-- START OF ENTRIES --
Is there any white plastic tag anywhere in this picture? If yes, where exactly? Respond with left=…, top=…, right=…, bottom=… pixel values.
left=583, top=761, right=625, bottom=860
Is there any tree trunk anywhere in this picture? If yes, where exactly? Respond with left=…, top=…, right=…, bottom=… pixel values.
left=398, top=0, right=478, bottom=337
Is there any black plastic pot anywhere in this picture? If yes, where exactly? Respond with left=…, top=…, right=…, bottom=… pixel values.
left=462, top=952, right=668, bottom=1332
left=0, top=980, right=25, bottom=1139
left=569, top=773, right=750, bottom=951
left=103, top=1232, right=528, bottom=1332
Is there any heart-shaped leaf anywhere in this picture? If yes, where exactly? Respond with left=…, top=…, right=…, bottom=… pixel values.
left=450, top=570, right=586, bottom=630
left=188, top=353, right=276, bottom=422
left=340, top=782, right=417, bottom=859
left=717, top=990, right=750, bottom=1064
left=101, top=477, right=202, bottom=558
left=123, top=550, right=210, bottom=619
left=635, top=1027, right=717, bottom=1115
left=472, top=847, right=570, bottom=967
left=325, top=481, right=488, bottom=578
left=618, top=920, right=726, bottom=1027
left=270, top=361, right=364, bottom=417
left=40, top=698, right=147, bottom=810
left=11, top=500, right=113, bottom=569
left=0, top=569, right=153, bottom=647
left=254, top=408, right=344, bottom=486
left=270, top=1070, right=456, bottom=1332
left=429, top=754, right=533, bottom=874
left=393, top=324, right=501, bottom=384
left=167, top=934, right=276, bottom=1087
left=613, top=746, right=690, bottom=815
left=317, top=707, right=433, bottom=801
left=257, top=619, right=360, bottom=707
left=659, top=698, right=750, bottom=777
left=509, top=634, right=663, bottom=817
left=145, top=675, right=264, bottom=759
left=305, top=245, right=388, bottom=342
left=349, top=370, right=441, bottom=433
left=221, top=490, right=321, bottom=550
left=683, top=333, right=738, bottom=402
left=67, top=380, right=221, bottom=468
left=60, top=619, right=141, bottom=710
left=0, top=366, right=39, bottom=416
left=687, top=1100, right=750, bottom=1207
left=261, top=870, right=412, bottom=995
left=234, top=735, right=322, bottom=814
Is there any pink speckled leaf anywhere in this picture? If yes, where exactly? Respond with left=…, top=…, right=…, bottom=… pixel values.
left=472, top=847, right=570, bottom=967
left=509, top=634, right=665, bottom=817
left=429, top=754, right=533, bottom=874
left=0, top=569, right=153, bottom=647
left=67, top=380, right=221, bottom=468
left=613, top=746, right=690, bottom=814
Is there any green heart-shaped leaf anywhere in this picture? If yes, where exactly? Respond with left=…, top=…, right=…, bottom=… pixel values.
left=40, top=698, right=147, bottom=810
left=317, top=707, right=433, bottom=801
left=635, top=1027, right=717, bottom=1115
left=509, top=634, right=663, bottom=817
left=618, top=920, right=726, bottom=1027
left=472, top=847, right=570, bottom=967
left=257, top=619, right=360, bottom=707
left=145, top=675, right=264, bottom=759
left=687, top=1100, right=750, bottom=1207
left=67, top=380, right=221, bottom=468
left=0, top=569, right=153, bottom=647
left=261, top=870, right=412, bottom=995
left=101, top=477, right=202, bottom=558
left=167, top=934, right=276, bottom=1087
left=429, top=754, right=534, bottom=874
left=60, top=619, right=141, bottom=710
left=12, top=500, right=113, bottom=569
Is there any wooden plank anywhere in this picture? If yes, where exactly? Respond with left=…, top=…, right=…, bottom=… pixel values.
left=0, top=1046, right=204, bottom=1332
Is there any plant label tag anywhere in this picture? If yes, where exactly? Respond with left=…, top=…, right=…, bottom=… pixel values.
-- END OF ENTRIES --
Print the records from their first line up to and including the line with "left=103, top=1232, right=528, bottom=1332", copying each line unchanged.

◆ COMPLETE RESPONSE
Is there any white plastic tag anywhere in this picture? If yes, where exactly? Respond with left=…, top=…, right=…, bottom=… pixel values.
left=583, top=761, right=625, bottom=860
Is there any tree trunk anywhere in this picture? If yes, where exactly? Respond with left=…, top=…, right=…, bottom=… pixel values.
left=398, top=0, right=478, bottom=337
Is there any black plastic pot anywhere in this picture? If yes, where exactly? Respond with left=…, top=…, right=…, bottom=… pixel values.
left=462, top=952, right=668, bottom=1332
left=0, top=980, right=25, bottom=1139
left=569, top=773, right=750, bottom=951
left=103, top=1232, right=528, bottom=1332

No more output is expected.